▶ _Information given_
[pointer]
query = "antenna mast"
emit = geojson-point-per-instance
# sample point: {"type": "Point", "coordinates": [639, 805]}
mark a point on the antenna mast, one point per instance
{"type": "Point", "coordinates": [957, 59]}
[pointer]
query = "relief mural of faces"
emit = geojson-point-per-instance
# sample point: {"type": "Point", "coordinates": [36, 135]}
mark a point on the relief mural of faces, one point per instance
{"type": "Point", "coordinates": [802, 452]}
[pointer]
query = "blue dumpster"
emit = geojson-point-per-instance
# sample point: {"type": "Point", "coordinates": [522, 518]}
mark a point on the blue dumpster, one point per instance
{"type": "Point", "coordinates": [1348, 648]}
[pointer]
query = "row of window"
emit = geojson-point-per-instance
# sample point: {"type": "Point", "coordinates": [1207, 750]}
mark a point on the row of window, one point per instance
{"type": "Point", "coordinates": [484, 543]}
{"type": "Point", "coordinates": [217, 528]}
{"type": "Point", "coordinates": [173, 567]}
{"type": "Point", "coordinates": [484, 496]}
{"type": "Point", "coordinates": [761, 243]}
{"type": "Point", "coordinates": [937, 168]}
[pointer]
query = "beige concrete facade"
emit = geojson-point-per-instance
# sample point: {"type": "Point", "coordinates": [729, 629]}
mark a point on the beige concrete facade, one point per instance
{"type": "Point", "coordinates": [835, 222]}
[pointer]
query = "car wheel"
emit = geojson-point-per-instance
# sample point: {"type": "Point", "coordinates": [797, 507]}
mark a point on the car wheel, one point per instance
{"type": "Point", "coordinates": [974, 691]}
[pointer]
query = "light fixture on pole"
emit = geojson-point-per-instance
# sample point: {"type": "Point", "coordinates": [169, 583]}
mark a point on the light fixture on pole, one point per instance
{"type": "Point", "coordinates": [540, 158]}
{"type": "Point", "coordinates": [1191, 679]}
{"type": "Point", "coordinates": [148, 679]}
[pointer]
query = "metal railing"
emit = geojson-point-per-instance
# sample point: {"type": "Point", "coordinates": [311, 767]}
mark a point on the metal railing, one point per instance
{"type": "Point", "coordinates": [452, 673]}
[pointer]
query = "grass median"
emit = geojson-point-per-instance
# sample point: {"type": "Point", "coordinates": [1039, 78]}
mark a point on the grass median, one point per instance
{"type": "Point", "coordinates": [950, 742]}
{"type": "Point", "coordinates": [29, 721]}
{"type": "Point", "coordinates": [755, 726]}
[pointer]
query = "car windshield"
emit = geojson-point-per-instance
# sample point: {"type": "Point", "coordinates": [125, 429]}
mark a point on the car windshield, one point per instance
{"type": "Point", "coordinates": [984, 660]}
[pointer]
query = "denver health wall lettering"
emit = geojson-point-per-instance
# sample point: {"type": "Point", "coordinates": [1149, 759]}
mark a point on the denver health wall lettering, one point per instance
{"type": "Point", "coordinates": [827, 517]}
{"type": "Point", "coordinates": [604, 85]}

▶ _Requirements_
Print the material above once more, exactly.

▶ _Solved problem_
[pointer]
query = "antenna mast"
emit = geojson-point-per-instance
# sample point: {"type": "Point", "coordinates": [639, 805]}
mark a point on the antenna mast, one point per instance
{"type": "Point", "coordinates": [957, 59]}
[pointer]
query = "relief mural of faces"
emit = geojson-point-per-instance
# sample point: {"type": "Point", "coordinates": [36, 135]}
mark a point on the relief mural of faces, one point per instance
{"type": "Point", "coordinates": [802, 452]}
[pointer]
query = "blue dumpster"
emit = geojson-point-per-instance
# sample point: {"type": "Point", "coordinates": [522, 518]}
mark a point on the blue dumpster, one point per instance
{"type": "Point", "coordinates": [1348, 648]}
[pointer]
query = "row of window"
emit = geojson-point-per-instance
# sample point: {"type": "Point", "coordinates": [1207, 750]}
mark a point on the row of window, one point per instance
{"type": "Point", "coordinates": [484, 543]}
{"type": "Point", "coordinates": [217, 528]}
{"type": "Point", "coordinates": [173, 567]}
{"type": "Point", "coordinates": [484, 496]}
{"type": "Point", "coordinates": [761, 243]}
{"type": "Point", "coordinates": [937, 168]}
[pointer]
query = "beige concrete facade"
emit = geojson-point-per-instance
# sample point: {"type": "Point", "coordinates": [729, 629]}
mark a point on the beige concrete facade, one point per instance
{"type": "Point", "coordinates": [835, 222]}
[pointer]
query = "car wheel"
emit = geojson-point-per-instance
# sample point: {"type": "Point", "coordinates": [797, 507]}
mark a point on the car wheel, one point per instance
{"type": "Point", "coordinates": [974, 691]}
[pointer]
query = "light fixture on pole"
emit = geojson-point-per-instance
# sample point: {"type": "Point", "coordinates": [169, 583]}
mark a point on the light fixture on pole, one point per instance
{"type": "Point", "coordinates": [540, 158]}
{"type": "Point", "coordinates": [1191, 679]}
{"type": "Point", "coordinates": [148, 679]}
[pointer]
query = "metal railing"
emit = geojson-point-per-instance
# sample point: {"type": "Point", "coordinates": [311, 767]}
mark a point on the metal railing, one point per instance
{"type": "Point", "coordinates": [452, 673]}
[pointer]
query = "grass median"
emit = geojson-point-per-instance
# sample point: {"type": "Point", "coordinates": [1039, 78]}
mark a point on the grass median, one point per instance
{"type": "Point", "coordinates": [950, 742]}
{"type": "Point", "coordinates": [29, 721]}
{"type": "Point", "coordinates": [755, 726]}
[pointer]
query = "car windshield"
emit = geojson-point-per-instance
# sample point: {"type": "Point", "coordinates": [125, 429]}
mark a point on the car windshield, one point per instance
{"type": "Point", "coordinates": [984, 660]}
[pointer]
query = "denver health wall lettering"
emit = geojson-point-per-instance
# sample point: {"type": "Point", "coordinates": [1149, 759]}
mark a point on the denver health wall lettering, one point per instance
{"type": "Point", "coordinates": [827, 517]}
{"type": "Point", "coordinates": [604, 85]}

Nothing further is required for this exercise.